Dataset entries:
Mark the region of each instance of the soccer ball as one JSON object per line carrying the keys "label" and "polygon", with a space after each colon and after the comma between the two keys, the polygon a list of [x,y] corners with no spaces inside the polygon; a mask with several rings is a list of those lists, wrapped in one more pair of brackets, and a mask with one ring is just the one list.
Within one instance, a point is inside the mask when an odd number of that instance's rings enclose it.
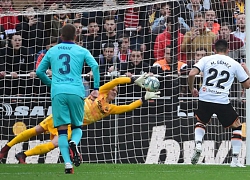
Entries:
{"label": "soccer ball", "polygon": [[147,91],[156,92],[160,87],[160,81],[154,76],[149,76],[144,82],[144,87]]}

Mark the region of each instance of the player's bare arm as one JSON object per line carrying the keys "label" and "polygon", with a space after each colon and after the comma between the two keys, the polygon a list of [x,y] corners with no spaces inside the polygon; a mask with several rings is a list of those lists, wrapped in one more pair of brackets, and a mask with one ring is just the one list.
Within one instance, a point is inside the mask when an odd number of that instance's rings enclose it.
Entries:
{"label": "player's bare arm", "polygon": [[[245,70],[245,72],[247,73],[247,75],[250,77],[250,72],[249,69],[247,68],[246,63],[241,63],[241,66],[243,67],[243,69]],[[247,79],[245,82],[242,83],[242,86],[246,89],[250,88],[250,79]]]}
{"label": "player's bare arm", "polygon": [[196,88],[194,88],[194,79],[197,74],[199,74],[200,71],[197,68],[193,68],[188,75],[188,86],[189,90],[192,93],[194,97],[197,97],[199,95],[199,92]]}

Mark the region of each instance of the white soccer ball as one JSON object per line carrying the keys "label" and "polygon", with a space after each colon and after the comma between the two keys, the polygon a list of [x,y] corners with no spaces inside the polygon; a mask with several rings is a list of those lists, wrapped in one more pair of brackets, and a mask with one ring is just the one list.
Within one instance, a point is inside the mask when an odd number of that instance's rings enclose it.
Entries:
{"label": "white soccer ball", "polygon": [[154,76],[149,76],[144,82],[144,87],[147,91],[156,92],[159,90],[160,81]]}

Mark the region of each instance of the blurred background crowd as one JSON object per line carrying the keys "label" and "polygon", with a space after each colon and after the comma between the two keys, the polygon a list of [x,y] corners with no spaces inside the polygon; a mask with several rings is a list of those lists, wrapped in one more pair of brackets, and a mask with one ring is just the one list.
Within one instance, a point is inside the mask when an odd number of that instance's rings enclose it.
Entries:
{"label": "blurred background crowd", "polygon": [[[60,30],[66,23],[76,27],[75,42],[100,65],[102,83],[150,72],[160,76],[163,96],[171,96],[173,86],[178,86],[179,95],[188,96],[185,75],[199,59],[213,54],[217,39],[228,41],[230,57],[245,61],[245,0],[176,0],[178,7],[168,1],[143,1],[0,0],[0,96],[48,95],[35,71],[49,48],[61,42]],[[171,16],[174,8],[176,22]],[[176,39],[173,23],[178,23]],[[48,76],[51,73],[48,69]],[[83,74],[88,95],[92,77],[88,66]],[[171,75],[180,77],[178,83]],[[197,79],[198,89],[200,84]],[[126,91],[123,94],[135,90]],[[231,96],[243,97],[244,90],[235,83]]]}

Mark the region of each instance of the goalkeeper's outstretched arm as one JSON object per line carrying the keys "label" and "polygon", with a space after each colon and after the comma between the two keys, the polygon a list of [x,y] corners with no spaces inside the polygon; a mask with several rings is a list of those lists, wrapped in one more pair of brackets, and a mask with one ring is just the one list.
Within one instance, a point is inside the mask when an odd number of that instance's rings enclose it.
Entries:
{"label": "goalkeeper's outstretched arm", "polygon": [[160,92],[146,92],[145,95],[142,96],[141,99],[138,99],[128,105],[114,105],[114,104],[110,104],[111,107],[111,111],[110,114],[122,114],[125,112],[129,112],[132,111],[138,107],[140,107],[143,103],[145,103],[147,100],[152,99],[152,98],[158,98]]}
{"label": "goalkeeper's outstretched arm", "polygon": [[142,74],[139,78],[134,77],[119,77],[115,78],[112,81],[105,83],[102,85],[99,89],[100,93],[105,93],[113,89],[115,86],[118,86],[119,84],[133,84],[143,87],[145,78],[147,77],[147,73]]}

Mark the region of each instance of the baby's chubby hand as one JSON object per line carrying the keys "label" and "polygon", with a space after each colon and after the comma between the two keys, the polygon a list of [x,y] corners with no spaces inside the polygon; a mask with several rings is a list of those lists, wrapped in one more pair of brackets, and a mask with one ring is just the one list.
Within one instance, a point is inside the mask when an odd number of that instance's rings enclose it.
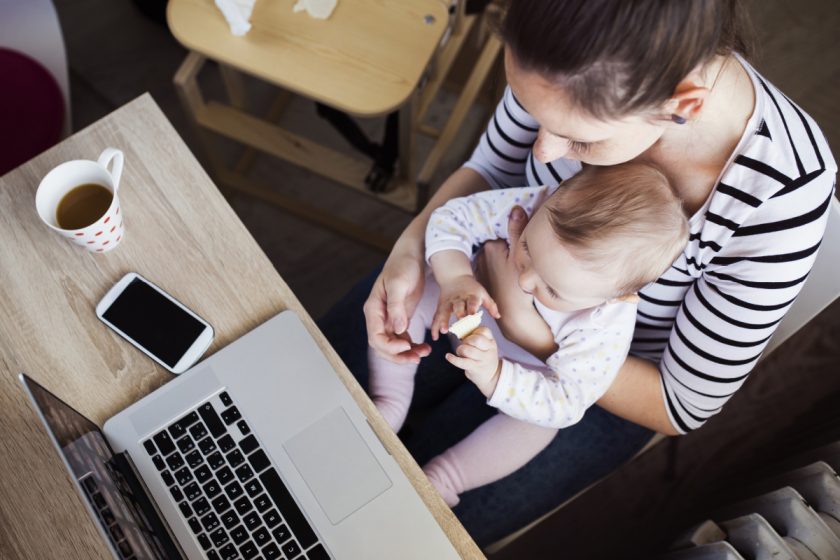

TRY IT
Could you write out every record exactly, leaving the pictures out?

SOLUTION
Mark the region of each instance of the soccer ball as one JSON object per line carrying the keys "label" and "polygon", with a space after each colon and after the comma between the two keys, the polygon a list of [x,y] corners with no spaces inside the polygon; a mask with several rings is a list of those lists, wrapped in one more pair of brackets, and a mask with one ring is just the one list.
Within one instance, a point is inside the mask when an odd number of that instance's rings enclose it.
Entries:
{"label": "soccer ball", "polygon": [[147,91],[156,92],[160,87],[160,81],[154,76],[149,76],[144,82],[144,87]]}

Mark the region of each instance of the player's bare arm as one JSON object per line carrying the keys "label" and "polygon", with a space after each colon and after the comma between the two keys, the polygon a list of [x,y] corners with no spaces inside the polygon; a mask with several rings is a list of those lists, wrapped in one more pair of brackets, and a mask with one ring is just the one list.
Within one instance, a point is inside the mask when an odd number of that instance's rings enclose it.
Entries:
{"label": "player's bare arm", "polygon": [[[245,70],[245,72],[247,73],[247,75],[250,77],[250,72],[249,69],[247,68],[246,63],[241,63],[241,66],[243,67],[243,69]],[[247,79],[245,82],[242,83],[242,86],[246,89],[250,88],[250,79]]]}
{"label": "player's bare arm", "polygon": [[196,88],[194,88],[194,79],[197,74],[199,74],[200,71],[197,68],[193,68],[188,75],[188,86],[189,90],[192,93],[194,97],[197,97],[199,95],[199,92]]}

Mark the region of each instance of the white soccer ball as one JSON object per line carrying the keys "label" and "polygon", with a space after each colon and after the comma between the two keys, the polygon a list of [x,y] corners with no spaces inside the polygon; a mask with several rings is a list of those lists, wrapped in one more pair of brackets, and a mask with one ring is just the one list.
Within one instance, a point is inside the mask when an odd number of that instance's rings enclose it.
Entries:
{"label": "white soccer ball", "polygon": [[154,76],[149,76],[144,82],[144,87],[147,91],[156,92],[159,90],[160,81]]}

Mark the region of each instance of the blurred background crowd as one JSON object per line carrying the keys "label" and "polygon", with a space after each colon and after the comma between the two keys, the polygon a list of [x,y] corners with no spaces inside the polygon; a mask with several rings is a list of those lists, wrapped in one more pair of brackets, and a mask with one ring is just the one list.
Within one instance, a point is inside the mask when an odd number of that instance's rings enclose it.
Entries:
{"label": "blurred background crowd", "polygon": [[[60,30],[66,23],[76,27],[75,42],[100,65],[102,83],[150,72],[160,76],[163,96],[171,96],[173,86],[178,86],[179,95],[188,96],[185,75],[199,59],[213,54],[217,39],[228,41],[230,57],[245,61],[245,0],[176,0],[178,7],[168,1],[143,1],[0,0],[0,96],[48,95],[35,71],[49,48],[61,42]],[[171,16],[174,8],[176,22]],[[176,39],[173,23],[178,23]],[[48,76],[51,73],[48,69]],[[83,74],[88,95],[92,77],[88,66]],[[171,75],[180,77],[178,83]],[[197,79],[198,89],[200,84]],[[126,91],[123,94],[135,90]],[[231,96],[243,97],[244,90],[235,83]]]}

Mark the region of each instance of the goalkeeper's outstretched arm as one JSON object per line carrying the keys "label" and "polygon", with a space after each colon and after the comma between the two keys, the polygon a list of [x,y] corners with no spaces inside the polygon; a mask with several rings is a list of those lists, wrapped in one more pair of brackets, and a mask with one ring is just the one list.
Within one instance, a point is inside the mask when an odd number of that instance's rings enclose it.
Entries:
{"label": "goalkeeper's outstretched arm", "polygon": [[160,92],[146,92],[145,95],[142,96],[141,99],[138,99],[128,105],[114,105],[114,104],[110,104],[111,107],[111,111],[110,114],[122,114],[125,112],[129,112],[132,111],[138,107],[140,107],[143,103],[145,103],[147,100],[152,99],[152,98],[158,98]]}
{"label": "goalkeeper's outstretched arm", "polygon": [[142,74],[139,78],[134,77],[119,77],[115,78],[112,81],[105,83],[102,85],[99,89],[100,93],[105,93],[113,89],[115,86],[118,86],[119,84],[133,84],[143,87],[145,78],[147,77],[147,73]]}

Mark the region of each instance of the baby's chubby hand as one JSON object per line carrying the keys "label" and "polygon", with a space after each colon and after the comma between the two keys, the polygon a list of [x,y] corners with no spaces inside the polygon; a mask with several rings is a list of those lists, wrapped in one more pair of brackets, and a mask with one ring is just the one list.
Within one instance, a point is inside the mask when an odd number of that instance's rings enclose it.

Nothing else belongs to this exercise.